> Work to complete
Copy the lines verbatim, beginning with the line that contains "Reviewer note: see that each instance of the blazer lapel" and continuing through the end of the data, and only those lines.

> Entries shown
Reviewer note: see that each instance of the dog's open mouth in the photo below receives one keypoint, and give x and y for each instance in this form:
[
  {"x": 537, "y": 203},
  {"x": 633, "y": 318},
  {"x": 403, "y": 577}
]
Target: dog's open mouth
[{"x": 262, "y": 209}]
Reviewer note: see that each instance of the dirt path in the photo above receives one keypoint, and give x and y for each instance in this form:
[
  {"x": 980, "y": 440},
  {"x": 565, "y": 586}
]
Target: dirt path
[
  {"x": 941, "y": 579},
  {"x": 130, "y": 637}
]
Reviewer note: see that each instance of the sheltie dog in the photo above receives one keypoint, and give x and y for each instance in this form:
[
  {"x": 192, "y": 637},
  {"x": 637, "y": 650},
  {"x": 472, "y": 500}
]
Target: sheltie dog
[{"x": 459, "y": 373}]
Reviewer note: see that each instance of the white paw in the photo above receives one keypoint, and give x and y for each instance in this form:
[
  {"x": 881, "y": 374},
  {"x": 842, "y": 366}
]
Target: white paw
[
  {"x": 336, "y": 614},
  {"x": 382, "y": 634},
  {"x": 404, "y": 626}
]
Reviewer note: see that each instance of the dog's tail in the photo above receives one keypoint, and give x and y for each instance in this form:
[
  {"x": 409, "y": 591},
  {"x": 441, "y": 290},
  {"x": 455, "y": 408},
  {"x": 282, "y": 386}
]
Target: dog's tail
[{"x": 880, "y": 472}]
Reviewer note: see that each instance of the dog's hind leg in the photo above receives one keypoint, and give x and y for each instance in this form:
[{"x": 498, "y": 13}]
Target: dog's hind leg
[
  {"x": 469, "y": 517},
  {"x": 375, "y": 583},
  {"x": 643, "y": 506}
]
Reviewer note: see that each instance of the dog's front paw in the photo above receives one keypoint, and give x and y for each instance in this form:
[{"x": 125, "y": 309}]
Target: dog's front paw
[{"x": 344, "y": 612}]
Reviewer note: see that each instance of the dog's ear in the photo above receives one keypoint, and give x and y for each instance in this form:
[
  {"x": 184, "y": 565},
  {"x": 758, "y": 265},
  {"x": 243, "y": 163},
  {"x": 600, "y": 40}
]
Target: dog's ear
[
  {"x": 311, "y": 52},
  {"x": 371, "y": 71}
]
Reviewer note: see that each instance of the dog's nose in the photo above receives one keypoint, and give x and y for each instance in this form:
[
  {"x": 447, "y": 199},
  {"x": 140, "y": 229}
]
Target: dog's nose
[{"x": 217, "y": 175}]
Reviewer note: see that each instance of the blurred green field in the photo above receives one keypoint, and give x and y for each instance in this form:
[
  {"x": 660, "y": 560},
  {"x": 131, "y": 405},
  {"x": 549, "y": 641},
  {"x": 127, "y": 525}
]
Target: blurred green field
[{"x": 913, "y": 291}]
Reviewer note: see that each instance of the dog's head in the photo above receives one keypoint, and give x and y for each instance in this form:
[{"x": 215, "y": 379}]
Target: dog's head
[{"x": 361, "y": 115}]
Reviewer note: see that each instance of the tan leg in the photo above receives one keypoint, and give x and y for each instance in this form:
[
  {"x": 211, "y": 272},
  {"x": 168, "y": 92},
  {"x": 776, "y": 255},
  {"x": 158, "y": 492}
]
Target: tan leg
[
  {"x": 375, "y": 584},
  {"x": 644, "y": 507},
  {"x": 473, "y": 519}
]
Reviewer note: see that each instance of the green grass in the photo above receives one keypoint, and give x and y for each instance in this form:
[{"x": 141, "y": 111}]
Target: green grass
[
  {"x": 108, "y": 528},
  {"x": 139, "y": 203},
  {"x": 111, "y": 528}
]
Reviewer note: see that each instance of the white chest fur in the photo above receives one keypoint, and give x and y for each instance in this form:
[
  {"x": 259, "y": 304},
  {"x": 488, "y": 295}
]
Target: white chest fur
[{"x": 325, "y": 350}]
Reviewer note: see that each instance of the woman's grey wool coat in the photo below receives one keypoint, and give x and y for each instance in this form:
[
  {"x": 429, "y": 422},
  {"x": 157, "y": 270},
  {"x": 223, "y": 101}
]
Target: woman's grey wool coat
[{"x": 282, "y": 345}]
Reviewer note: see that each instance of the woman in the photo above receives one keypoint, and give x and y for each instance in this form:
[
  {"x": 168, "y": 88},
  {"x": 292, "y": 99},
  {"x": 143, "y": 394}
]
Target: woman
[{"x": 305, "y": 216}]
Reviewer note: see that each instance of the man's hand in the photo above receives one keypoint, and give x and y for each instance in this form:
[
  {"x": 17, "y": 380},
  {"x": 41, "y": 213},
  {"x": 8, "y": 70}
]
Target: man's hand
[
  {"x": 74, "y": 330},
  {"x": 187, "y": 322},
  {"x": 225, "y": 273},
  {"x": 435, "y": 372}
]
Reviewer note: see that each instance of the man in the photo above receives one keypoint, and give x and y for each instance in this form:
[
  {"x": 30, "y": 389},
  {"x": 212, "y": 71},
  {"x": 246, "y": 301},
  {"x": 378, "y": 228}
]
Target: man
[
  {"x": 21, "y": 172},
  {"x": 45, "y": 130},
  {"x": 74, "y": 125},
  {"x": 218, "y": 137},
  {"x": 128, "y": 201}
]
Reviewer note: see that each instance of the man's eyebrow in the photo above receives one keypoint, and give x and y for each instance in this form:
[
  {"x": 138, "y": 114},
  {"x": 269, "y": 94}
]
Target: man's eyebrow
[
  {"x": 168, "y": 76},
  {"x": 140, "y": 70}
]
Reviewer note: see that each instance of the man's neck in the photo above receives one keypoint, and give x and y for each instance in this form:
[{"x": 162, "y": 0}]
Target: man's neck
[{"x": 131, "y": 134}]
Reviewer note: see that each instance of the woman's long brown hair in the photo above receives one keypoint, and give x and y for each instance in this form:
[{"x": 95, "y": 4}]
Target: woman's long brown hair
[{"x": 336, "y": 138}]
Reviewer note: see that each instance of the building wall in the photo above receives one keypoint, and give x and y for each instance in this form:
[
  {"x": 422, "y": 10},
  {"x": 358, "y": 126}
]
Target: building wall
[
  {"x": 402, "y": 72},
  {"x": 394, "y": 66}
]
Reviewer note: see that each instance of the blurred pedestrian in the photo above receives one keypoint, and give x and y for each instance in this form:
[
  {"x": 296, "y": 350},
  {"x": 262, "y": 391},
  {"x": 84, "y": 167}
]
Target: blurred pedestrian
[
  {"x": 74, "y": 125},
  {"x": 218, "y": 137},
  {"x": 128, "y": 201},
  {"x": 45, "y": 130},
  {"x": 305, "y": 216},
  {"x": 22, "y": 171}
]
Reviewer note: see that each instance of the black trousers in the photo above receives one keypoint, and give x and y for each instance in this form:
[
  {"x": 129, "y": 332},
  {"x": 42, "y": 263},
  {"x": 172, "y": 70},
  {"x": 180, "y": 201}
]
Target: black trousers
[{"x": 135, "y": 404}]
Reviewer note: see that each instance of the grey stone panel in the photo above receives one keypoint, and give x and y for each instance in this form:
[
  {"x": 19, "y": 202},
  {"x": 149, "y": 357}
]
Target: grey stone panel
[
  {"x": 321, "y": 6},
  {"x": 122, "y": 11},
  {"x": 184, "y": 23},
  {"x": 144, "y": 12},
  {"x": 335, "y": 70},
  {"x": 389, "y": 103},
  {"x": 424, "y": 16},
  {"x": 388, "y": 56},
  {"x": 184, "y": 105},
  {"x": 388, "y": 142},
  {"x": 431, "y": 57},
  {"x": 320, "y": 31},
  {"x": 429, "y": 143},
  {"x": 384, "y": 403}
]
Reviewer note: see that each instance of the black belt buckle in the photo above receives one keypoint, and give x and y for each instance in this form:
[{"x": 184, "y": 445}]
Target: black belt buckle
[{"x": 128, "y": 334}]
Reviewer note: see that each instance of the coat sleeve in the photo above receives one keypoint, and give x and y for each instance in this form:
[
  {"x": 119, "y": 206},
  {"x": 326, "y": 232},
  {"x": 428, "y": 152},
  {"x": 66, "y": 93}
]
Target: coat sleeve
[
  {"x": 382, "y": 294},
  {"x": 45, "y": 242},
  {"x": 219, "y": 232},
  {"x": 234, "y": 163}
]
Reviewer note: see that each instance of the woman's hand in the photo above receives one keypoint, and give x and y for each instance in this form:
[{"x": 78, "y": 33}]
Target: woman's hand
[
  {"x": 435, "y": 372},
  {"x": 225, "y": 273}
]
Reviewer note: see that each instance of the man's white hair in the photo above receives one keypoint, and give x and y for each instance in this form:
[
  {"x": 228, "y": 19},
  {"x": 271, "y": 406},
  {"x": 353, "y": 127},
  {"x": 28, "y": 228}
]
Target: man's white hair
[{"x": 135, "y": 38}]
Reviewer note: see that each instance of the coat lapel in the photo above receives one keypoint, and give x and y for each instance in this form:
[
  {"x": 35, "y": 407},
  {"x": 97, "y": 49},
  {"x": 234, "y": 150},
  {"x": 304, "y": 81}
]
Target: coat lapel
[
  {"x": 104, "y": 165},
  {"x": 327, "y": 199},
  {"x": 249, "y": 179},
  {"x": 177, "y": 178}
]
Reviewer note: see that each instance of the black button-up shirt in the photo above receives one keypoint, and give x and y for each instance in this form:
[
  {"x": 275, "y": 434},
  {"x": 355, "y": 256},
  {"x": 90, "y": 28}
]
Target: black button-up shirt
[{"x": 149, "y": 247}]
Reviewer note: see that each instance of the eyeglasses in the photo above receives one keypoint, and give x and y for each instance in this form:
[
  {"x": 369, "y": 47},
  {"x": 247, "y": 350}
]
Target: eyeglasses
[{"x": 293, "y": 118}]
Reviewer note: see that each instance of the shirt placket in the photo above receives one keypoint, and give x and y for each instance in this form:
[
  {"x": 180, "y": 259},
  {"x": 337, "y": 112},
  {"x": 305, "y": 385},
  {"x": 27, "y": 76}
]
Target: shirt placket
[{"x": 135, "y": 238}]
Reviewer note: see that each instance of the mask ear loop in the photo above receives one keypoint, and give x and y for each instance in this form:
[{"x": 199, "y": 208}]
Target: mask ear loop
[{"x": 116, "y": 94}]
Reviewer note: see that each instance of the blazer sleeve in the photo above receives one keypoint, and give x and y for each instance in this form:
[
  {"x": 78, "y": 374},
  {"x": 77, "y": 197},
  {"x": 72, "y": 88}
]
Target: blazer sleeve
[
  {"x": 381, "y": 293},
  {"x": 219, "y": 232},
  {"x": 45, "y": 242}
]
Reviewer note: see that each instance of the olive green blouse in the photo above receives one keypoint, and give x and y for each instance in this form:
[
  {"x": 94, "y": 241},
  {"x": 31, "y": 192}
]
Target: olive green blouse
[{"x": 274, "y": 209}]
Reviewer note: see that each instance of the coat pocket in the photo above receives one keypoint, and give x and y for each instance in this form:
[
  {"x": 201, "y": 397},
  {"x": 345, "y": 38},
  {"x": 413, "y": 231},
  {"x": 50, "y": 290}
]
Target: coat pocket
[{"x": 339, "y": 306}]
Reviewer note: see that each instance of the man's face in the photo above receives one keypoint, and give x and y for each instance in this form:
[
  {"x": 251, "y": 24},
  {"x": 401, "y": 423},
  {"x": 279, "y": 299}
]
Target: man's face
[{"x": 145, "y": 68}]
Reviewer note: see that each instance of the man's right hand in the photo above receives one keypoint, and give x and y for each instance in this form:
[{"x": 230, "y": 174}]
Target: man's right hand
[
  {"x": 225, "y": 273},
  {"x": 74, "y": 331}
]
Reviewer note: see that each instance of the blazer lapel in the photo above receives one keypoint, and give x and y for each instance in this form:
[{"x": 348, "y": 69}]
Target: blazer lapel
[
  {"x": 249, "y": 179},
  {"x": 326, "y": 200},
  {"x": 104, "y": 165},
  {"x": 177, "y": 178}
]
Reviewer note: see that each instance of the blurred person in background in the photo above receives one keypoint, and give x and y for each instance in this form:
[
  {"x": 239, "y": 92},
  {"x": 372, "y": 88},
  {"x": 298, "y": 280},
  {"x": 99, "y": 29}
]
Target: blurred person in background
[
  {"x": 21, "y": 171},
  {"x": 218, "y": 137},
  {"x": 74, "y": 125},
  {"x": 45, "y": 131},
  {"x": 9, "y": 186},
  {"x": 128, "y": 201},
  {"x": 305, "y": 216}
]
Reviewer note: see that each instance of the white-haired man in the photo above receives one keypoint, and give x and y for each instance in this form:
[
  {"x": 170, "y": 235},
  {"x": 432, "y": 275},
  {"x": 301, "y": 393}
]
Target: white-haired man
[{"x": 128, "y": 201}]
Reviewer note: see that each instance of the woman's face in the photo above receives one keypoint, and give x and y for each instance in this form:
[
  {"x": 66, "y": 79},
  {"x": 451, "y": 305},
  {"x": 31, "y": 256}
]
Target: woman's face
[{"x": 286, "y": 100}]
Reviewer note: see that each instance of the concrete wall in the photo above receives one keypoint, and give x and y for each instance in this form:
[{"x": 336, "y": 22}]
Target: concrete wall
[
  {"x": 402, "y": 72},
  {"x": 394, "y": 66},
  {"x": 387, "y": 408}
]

> Written response
Reviewer note: see that each instance of the blazer lapel in the photo above receives one keypoint, and give x and y for each instance in this form:
[{"x": 348, "y": 69}]
Target: blazer lapel
[
  {"x": 249, "y": 179},
  {"x": 326, "y": 200},
  {"x": 104, "y": 165},
  {"x": 177, "y": 178}
]
Reviewer note: see that each instance of the blurred person in background in the photo above receives one keypoint, and give x and y for each instance in this form:
[
  {"x": 239, "y": 92},
  {"x": 372, "y": 88},
  {"x": 298, "y": 280},
  {"x": 99, "y": 29}
]
Target: blurred person in background
[
  {"x": 21, "y": 171},
  {"x": 218, "y": 137},
  {"x": 74, "y": 125},
  {"x": 45, "y": 131},
  {"x": 9, "y": 186},
  {"x": 128, "y": 201},
  {"x": 305, "y": 216}
]
Reviewer note: see that each instance of the white-haired man in the photo above receives one keypoint, and give x and y for each instance in this form:
[
  {"x": 170, "y": 235},
  {"x": 432, "y": 275},
  {"x": 301, "y": 393}
]
Target: white-haired man
[{"x": 128, "y": 201}]
Reviewer note: see that each instance of the woman's face in the photo above receives one keypoint, and give x and y for each instance in this form:
[
  {"x": 66, "y": 79},
  {"x": 451, "y": 305},
  {"x": 31, "y": 256}
]
Target: woman's face
[{"x": 286, "y": 100}]
Reviewer note: see that each instance of the concrete wall in the photo above receives one keypoint, and give x and y for each instance in this form:
[{"x": 336, "y": 22}]
Target: concrete wall
[
  {"x": 402, "y": 72},
  {"x": 394, "y": 66},
  {"x": 387, "y": 408}
]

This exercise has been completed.